___ Records supplied
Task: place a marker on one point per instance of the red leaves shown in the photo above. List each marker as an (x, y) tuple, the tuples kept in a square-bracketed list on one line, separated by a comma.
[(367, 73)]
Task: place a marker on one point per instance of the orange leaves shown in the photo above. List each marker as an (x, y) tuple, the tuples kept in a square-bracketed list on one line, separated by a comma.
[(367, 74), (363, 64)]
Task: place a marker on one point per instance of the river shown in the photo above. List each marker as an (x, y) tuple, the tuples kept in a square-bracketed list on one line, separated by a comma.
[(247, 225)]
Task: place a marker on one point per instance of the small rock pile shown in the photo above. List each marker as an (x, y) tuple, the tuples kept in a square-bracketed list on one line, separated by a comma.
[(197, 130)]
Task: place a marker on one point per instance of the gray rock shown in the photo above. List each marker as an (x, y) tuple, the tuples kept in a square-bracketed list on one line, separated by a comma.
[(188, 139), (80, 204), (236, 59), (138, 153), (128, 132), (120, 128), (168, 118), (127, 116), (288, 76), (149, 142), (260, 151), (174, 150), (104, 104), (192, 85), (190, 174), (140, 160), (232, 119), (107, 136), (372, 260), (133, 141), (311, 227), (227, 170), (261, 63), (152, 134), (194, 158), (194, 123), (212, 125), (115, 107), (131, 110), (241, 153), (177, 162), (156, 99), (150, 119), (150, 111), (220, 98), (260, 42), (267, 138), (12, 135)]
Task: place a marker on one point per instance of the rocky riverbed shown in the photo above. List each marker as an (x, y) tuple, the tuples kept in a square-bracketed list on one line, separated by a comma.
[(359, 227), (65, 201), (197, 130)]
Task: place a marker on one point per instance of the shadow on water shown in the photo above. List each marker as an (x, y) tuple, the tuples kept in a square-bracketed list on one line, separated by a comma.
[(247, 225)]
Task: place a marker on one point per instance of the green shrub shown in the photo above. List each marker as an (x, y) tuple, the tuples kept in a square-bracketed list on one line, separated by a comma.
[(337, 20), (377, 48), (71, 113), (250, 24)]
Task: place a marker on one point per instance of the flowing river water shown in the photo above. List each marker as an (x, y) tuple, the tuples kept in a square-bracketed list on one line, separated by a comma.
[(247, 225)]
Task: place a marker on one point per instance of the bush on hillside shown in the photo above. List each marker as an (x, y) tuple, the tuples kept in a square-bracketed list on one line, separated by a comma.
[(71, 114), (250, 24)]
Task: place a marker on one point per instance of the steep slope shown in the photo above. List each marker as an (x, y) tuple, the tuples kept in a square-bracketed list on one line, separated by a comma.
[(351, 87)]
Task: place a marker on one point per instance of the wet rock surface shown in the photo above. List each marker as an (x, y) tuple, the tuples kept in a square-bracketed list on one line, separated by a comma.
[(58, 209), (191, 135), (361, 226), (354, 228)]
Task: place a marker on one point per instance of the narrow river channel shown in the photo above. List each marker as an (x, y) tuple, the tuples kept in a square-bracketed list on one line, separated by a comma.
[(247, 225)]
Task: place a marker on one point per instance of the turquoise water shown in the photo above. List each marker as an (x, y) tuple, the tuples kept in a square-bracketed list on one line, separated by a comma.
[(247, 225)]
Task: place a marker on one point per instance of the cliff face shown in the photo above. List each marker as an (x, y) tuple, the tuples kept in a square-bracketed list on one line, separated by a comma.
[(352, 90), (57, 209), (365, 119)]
______
Problem.
Copy out every one of the lines above, word for word, without changing anything.

Answer to this problem.
Task: place a marker on one point per instance of the red leaves shown in the photo above. List each marker as an (x, y) tuple, the tuples kept in a square-bracketed list on one line, separated by a comma.
[(367, 73)]
Task: place a marker on one point per instance of the orange leaves shown in the photo above. List each marker as an (x, y) tuple, the tuples kept in a square-bracketed list on one line, separated by a comma.
[(367, 74), (363, 64)]
Task: place a marker on one point per instance of the river shown in the photo above. List each marker as an (x, y) tuple, the tuples kept in a square-bracketed list on one line, separated by a comma.
[(247, 225)]
Task: place a marker on one point per instance of the small rock pile shown in the photo above. List each marker as an (x, y) tuple, the tuples kept in a square-bracketed list on one line, separated by a comma.
[(197, 130)]
Task: place a marker on one point per instance of the gray rock shown in the photo above. List each marker as an (x, y) tuple, the tuples kept in a square-bracketed list on one line, separated by a comma.
[(188, 139), (80, 204), (236, 59), (138, 153), (128, 132), (120, 128), (168, 118), (127, 116), (288, 76), (149, 142), (260, 151), (174, 150), (104, 104), (192, 85), (190, 174), (140, 160), (232, 119), (107, 136), (372, 260), (133, 141), (311, 227), (227, 170), (261, 63), (152, 134), (194, 158), (194, 123), (212, 125), (115, 107), (131, 110), (241, 153), (177, 162), (156, 99), (150, 119), (150, 111), (220, 98), (260, 42), (267, 138), (12, 135)]
Task: place a marker on one point per instance of the rocky riverbed shown in the photo above. List each marker as an (x, y) tuple, the tuples kept in a square-bracketed list on one line, separated by a comma.
[(359, 227), (65, 201), (197, 130)]
Task: place a marker on one point per instance of the shadow on water shown in the photo above. List each marker as an (x, y) tuple, the tuples kept in a square-bracketed list on one line, separated by a comma.
[(247, 225)]
Task: place a marker on one point per instance of the green shrub shown in the photo above. List each marker as an (x, y) tuple, the tuples kept in a square-bracketed list on one line, separated by a comma.
[(337, 20), (377, 48), (71, 113), (250, 24)]
Task: place a marker on one point per instance of the flowing river water shown in the photo above. List each marker as an (x, y) tuple, the tuples kept in a square-bracketed list on one line, separated by a comma.
[(247, 225)]
Task: place a marker on one point per instance of the bush on hillside shown in the photo above. List each marker as an (x, y) tuple, the tuples kept in a square-bracketed list on one line, separated by a comma.
[(71, 114), (250, 24)]
Task: place a marker on one point per instance of the steep slope shown in the photo above. List each marker as an (x, y) tuple, the tuples kept in a square-bracketed list on one line, separated by a comma.
[(351, 87)]
Task: place a marker on one point per instance of the wet rock surface shown in the photo above. List each marker as an (x, y) tuple, the tuples kept in a square-bracketed list on one line, separated by a comma.
[(58, 209), (191, 135), (361, 226), (354, 228)]
Task: place a marker on one point per instance of the narrow river channel shown in the photo above. List each marker as an (x, y) tuple, the tuples kept in a square-bracketed list on one line, separated by a comma.
[(247, 225)]
Task: place a marker on one point per instance of the turquoise water shown in the photo above. List each marker as an (x, y) tuple, the tuples kept in a square-bracketed list on one line, separated by a comma.
[(247, 225)]
Task: place a marker on one point per instance of the cliff face shown in the photo above. List each marker as an (x, y) tuple, the tuples kept in a square-bracketed list on one line, separated by a comma.
[(352, 90), (57, 209), (365, 119)]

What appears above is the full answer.